## Set task:
In the records below, find the line containing "1064, row 122."; give it again exactly, along with every line that follows, and nothing else.

## Data rows:
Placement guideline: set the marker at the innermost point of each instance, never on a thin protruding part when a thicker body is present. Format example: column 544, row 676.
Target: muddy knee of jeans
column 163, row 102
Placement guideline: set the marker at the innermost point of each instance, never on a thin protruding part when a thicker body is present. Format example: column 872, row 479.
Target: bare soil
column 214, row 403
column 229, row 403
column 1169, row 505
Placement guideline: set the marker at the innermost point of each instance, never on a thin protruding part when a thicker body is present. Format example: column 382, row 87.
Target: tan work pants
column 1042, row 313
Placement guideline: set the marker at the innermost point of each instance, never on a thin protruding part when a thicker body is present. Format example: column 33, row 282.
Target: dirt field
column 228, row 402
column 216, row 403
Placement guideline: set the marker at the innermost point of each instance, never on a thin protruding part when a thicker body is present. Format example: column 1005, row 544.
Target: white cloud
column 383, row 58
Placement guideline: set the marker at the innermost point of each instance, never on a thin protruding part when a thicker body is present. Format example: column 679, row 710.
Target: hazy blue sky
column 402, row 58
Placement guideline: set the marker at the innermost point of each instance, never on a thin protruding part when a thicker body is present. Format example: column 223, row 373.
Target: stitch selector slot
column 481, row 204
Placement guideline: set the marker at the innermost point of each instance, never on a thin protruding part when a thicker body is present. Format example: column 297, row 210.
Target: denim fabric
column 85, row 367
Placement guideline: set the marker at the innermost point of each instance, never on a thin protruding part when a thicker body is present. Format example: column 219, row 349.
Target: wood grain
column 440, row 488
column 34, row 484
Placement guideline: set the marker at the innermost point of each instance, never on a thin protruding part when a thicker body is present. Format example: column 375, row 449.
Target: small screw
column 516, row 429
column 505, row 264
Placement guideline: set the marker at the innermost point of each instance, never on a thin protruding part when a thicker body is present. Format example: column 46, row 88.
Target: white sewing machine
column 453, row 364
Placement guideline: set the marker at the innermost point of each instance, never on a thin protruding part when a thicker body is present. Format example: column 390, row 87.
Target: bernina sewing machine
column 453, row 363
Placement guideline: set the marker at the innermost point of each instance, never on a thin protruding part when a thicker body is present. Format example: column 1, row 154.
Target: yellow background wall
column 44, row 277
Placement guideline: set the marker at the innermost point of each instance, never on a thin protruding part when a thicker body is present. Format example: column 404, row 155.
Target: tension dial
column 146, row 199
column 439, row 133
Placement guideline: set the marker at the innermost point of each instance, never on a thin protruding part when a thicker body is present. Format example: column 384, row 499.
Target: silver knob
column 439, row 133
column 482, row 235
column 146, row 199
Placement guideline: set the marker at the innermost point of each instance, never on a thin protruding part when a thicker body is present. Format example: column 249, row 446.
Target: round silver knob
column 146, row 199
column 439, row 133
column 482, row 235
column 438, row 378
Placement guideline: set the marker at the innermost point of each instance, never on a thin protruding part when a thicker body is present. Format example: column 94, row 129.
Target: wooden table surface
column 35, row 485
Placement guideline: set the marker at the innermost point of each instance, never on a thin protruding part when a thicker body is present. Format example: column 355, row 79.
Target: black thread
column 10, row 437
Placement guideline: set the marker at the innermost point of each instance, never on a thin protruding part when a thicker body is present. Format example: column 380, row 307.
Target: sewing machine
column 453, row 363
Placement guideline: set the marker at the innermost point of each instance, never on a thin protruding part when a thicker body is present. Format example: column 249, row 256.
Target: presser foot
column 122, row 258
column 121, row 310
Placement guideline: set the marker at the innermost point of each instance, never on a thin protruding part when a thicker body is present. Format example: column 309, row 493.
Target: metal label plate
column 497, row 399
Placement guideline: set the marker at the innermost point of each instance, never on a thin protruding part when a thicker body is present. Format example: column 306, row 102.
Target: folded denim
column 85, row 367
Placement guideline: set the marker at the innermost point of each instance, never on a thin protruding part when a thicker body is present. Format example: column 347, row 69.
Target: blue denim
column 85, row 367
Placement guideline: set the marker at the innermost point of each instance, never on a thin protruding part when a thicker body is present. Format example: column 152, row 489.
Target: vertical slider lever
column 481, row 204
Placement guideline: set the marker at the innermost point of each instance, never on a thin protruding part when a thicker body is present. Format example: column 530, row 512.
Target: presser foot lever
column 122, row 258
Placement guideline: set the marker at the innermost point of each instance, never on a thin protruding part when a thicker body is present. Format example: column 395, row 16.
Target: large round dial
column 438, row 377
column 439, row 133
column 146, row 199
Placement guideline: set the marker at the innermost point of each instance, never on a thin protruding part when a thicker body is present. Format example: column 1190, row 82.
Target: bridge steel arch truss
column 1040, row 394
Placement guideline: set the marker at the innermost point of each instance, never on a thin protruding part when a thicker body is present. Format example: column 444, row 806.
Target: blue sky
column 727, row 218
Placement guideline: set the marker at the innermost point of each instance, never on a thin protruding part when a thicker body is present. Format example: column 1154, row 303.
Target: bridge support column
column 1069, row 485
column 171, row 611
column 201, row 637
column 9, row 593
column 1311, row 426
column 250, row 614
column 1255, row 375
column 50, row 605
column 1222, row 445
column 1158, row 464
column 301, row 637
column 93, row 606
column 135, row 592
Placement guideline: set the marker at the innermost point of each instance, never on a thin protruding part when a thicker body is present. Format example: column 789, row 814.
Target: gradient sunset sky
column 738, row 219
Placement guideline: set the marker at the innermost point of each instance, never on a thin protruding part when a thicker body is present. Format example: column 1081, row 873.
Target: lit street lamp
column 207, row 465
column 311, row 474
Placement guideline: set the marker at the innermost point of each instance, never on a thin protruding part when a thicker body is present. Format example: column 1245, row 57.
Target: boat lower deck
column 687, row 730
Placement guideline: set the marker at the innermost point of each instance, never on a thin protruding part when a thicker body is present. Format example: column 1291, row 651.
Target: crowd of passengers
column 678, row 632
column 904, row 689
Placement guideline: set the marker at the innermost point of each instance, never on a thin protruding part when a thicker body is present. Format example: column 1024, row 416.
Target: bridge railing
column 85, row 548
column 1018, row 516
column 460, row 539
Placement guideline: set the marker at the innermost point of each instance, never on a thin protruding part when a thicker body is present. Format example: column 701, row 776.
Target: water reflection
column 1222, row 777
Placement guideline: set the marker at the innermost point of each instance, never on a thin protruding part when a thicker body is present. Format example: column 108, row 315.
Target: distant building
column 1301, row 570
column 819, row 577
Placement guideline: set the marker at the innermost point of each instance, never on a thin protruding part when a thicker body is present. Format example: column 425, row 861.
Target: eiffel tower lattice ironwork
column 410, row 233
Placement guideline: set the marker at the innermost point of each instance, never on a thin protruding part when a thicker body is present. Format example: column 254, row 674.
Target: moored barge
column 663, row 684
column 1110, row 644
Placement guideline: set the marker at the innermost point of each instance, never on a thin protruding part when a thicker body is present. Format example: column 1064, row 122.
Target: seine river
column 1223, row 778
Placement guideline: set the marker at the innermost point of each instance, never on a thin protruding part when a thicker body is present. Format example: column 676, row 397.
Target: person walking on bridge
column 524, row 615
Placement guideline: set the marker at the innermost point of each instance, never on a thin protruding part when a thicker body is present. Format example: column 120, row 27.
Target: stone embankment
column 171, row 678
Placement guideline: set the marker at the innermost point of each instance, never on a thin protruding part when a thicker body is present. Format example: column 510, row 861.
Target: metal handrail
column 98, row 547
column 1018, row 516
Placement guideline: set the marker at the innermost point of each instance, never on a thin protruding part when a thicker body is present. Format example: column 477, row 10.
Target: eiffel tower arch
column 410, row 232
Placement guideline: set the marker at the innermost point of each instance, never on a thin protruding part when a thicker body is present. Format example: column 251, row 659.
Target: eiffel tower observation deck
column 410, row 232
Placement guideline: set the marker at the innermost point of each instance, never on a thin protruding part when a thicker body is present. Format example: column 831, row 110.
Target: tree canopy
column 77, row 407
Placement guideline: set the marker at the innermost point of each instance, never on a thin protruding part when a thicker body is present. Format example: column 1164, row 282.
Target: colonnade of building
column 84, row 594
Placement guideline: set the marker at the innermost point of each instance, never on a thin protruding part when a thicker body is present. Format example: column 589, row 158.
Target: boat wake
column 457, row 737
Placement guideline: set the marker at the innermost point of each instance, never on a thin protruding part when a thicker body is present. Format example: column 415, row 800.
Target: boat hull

## Solution to this exercise:
Placement guideline: set the marker at the innermost point of each instance, never on a thin protruding part when a thicker body is present. Format example: column 1064, row 122.
Target: seine river
column 1223, row 778
Placement guideline: set the marker at the innermost point of each instance, never on a thin protruding part when a thicker body is present. Format example: column 676, row 397.
Target: person walking on bridge
column 524, row 615
Placement guideline: set the marker at the innermost point of each instance, never on a thin protruding part when a thicker body is present. Format example: column 120, row 27.
Target: stone embankment
column 171, row 678
Placement guideline: set the marker at the innermost point of each instance, never on a thin protruding part when a thicker body is present. Format example: column 510, row 861.
Target: metal handrail
column 98, row 547
column 1018, row 516
Placement guideline: set the marker at the innermost point of each instance, never on a thin protruding part when a thicker body is present. Format example: column 477, row 10.
Target: eiffel tower arch
column 410, row 232
Placement guideline: set the marker at the innermost point of each instance, never on a thin protruding part when a thicker body is present. Format example: column 251, row 659.
Target: eiffel tower observation deck
column 410, row 232
Placement guideline: set the marker at the innermost point of each instance, never on a thin protruding part when a thicker body is present. Format example: column 831, row 110.
Target: tree canopy
column 77, row 407
Placement guideline: set the marker at the innermost point of each instance, never on a thin protruding part when a thicker body is present. Format example: column 1164, row 282.
Target: colonnade of building
column 84, row 594
Placement guideline: set the marker at the innermost point of each instance, never on a thin protruding part when a thicker body is present. Format example: column 589, row 158.
Target: boat wake
column 457, row 737
Placement guideline: set the marker at the innermost point of each instance, never on a thin protruding part when a thicker body is present. Format example: column 415, row 800.
Target: boat hull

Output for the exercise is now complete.